▶ Consegna A
Raccogli tutte le righe dell'elenco in cui compare la stringa "green".

▶ Documento di partenza
Nel mezzo del dibattito sull’iniziativa diplomatica palestinese volta ad assicurare la partecipazione della “Palestina” alle Nazioni Unite, molte domande legittime sulla strategia e sulla tattica sono sorte tra le persone di coscienza che in tutto il mondo sostengono la libertà, la giustizia e l’eguaglianza per il popolo palestinese. Come nella lotta contro l’apartheid in Sud Africa, i gruppi di solidarietà con la Palestina e gli attivisti sono convinti, come lo siamo noi, che soltanto sollecite, efficaci e sostanziose forme di solidarietà, specialmente nella forma di boicottaggio, disinvestimenti e sanzioni (BDS) possono rendere Israele responsabile verso i propri obblighi secondo il diritto internazionale e condurre alla realizzazione del complesso dei diritti dei Palestinesi.

Il Comitato Nazionale Palestinese (BNC), la più ampia coalizione della società civile, riconferma e spiega ulteriormente sotto i principi più importanti che hanno informato la sua posizione sulla materia, come espresso nella nostra dichiarazione resa pubblica il 1 giugno 2011.

(1) Autodeterminazione

Il più basilare, inalienabile diritto del popolo di Palestina è il diritto all’autodeterminazione. La fine dell’occupazione è una colonna  nell’esercizio del diritto. Il diritto di autodeterminazione, che nel caso dei Palestinesi è rappresentato dall’Organizzazione per la Liberazione della Palestina (OLP), è comunemente definito come il diritto “di tutti i popoli … a determinare liberamente, senza interferenze esterne, il prorio status politico ed a perseguire il proprio sviluppo economico, sociale e culturale” (a) E’ questo un diritto che appartiene a tutti i Palestinesi, indipendentemente dallo loro attuale collocazione geografica, in virtù del diritto internazionale e dei principi di sovranità popolare e di democrazia. Tutti i Palestinesi, inclusi i rifugiati della shatat (diaspora) ed i Palestinesi cittadini d’Israele, hanno diritto a partecipare ed essere rappresentati  -all’ONU ed in qualsiasi altro luogo- da un’OLP democratica che determini lo status politico e persegua lo sviluppo economico, sociale e culturale dell’intero popolo palestinese.

Al minimo, esercitare il diritto all’autodeterminazione di tutti i Palestinesi comporta:

1. la fine dell’occupazione e della colonizzazione israeliane  di tutte le terre arabe occupate nel 1967;

2. onorare il diritto dei Palestinesi cittadini d’Israele di piena eguaglianza per la fine del sistema di discriminazione razziale istituzionalizzata e legalizzata (che risponde alla definizione di apartheid da parte del’ONU); e

3. rispettare e rendere possibile l’incremento del diritto sancito dall’ONU dei rifugiati palestinesi

al ritorno alle loro case e terre dalle quali furono espulsi.

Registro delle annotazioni
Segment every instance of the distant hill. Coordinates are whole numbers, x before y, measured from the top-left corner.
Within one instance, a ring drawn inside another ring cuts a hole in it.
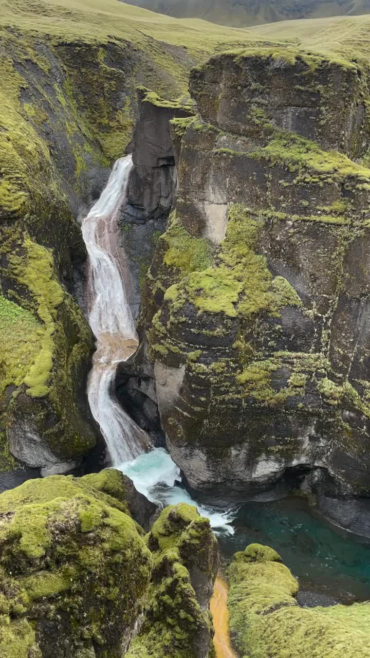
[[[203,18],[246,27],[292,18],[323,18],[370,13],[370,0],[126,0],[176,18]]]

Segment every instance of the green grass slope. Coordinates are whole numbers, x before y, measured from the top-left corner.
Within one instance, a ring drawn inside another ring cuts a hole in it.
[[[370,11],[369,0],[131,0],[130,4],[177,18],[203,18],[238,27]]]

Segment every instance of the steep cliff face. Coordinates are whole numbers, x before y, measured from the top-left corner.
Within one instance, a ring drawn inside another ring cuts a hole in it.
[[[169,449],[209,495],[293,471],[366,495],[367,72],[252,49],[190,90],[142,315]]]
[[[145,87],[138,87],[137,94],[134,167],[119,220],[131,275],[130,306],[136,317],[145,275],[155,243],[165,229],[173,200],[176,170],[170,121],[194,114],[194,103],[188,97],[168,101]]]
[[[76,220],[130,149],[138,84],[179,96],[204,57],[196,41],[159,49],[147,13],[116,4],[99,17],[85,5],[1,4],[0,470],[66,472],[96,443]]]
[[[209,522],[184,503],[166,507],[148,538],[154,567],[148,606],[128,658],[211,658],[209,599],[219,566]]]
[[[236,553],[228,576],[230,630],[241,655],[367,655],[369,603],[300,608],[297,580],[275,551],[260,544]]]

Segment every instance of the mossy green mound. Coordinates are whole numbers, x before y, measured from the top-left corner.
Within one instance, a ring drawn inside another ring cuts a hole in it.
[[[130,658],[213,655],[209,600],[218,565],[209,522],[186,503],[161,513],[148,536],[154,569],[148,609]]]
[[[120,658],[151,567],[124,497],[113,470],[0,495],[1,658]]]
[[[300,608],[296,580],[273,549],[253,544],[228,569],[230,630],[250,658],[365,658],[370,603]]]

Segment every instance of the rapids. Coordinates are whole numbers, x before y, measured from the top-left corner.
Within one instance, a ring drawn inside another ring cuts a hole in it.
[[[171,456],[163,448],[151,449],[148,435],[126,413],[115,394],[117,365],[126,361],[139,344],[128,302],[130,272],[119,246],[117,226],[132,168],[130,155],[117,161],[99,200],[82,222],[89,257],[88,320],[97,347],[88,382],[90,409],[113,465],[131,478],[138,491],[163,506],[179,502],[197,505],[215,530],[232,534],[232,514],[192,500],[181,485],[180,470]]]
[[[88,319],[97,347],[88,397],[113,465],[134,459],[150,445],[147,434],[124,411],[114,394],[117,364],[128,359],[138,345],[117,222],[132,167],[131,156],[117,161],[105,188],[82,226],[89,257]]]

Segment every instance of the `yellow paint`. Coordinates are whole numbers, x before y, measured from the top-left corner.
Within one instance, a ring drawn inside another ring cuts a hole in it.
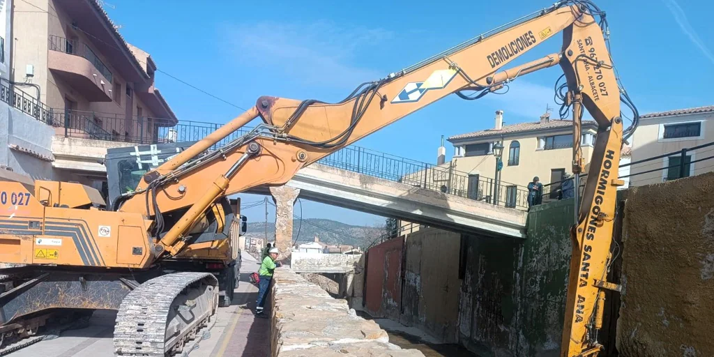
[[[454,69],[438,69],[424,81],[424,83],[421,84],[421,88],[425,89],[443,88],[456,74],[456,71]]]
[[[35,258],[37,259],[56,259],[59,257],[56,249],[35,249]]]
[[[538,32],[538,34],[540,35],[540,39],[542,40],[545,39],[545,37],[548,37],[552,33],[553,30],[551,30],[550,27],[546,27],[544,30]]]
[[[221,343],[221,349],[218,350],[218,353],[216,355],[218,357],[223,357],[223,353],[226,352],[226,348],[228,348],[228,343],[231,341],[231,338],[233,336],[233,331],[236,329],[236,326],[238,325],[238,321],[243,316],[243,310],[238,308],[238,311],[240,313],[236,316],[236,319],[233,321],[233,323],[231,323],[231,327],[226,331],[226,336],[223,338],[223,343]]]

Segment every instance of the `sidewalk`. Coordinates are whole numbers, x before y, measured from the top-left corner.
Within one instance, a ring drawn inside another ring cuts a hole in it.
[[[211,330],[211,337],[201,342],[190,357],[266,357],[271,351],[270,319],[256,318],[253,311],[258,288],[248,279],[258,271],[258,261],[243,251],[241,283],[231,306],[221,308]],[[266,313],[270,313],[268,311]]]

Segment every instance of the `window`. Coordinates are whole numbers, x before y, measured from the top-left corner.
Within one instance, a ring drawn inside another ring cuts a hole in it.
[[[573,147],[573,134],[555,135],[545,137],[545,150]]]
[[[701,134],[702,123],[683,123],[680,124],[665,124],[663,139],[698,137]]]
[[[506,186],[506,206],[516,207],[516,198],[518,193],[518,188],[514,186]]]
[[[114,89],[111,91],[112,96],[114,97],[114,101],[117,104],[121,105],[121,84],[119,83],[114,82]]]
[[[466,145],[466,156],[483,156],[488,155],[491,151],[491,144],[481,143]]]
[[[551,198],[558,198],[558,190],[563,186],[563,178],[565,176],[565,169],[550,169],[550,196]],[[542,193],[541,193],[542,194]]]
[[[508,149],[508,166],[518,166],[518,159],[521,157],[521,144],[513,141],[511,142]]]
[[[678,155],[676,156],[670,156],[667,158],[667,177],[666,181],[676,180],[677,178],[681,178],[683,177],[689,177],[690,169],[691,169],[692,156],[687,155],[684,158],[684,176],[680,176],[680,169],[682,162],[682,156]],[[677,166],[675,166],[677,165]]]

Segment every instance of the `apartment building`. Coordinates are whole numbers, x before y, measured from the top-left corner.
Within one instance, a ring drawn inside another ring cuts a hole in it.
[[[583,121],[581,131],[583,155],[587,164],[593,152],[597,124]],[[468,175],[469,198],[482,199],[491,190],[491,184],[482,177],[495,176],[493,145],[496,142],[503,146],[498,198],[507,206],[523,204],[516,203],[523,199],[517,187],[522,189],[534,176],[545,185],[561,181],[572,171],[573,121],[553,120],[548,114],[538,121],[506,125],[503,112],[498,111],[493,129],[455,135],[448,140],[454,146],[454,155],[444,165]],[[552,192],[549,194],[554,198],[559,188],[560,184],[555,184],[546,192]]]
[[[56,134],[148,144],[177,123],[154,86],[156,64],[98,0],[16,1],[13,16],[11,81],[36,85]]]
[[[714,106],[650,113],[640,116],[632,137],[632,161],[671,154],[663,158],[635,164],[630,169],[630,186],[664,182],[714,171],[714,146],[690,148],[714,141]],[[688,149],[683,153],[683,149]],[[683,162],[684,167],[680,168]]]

▶ Consegna B
Trascrivi il passo del testo sui diritti del popolo palestinese da "Al minimo, esercitare" a "quali furono espulsi.".

▶ Risultato A
Segment every instance of the green grass slope. Coordinates are whole numbers, x before y, measured from the top-left corner.
Segment every instance of the mossy green mound. Coordinates are whole numbers, x before y, measured from the top-left corner.

▶ Risultato B
Al minimo, esercitare il diritto all’autodeterminazione di tutti i Palestinesi comporta:

1. la fine dell’occupazione e della colonizzazione israeliane  di tutte le terre arabe occupate nel 1967;

2. onorare il diritto dei Palestinesi cittadini d’Israele di piena eguaglianza per la fine del sistema di discriminazione razziale istituzionalizzata e legalizzata (che risponde alla definizione di apartheid da parte del’ONU); e

3. rispettare e rendere possibile l’incremento del diritto sancito dall’ONU dei rifugiati palestinesi

al ritorno alle loro case e terre dalle quali furono espulsi.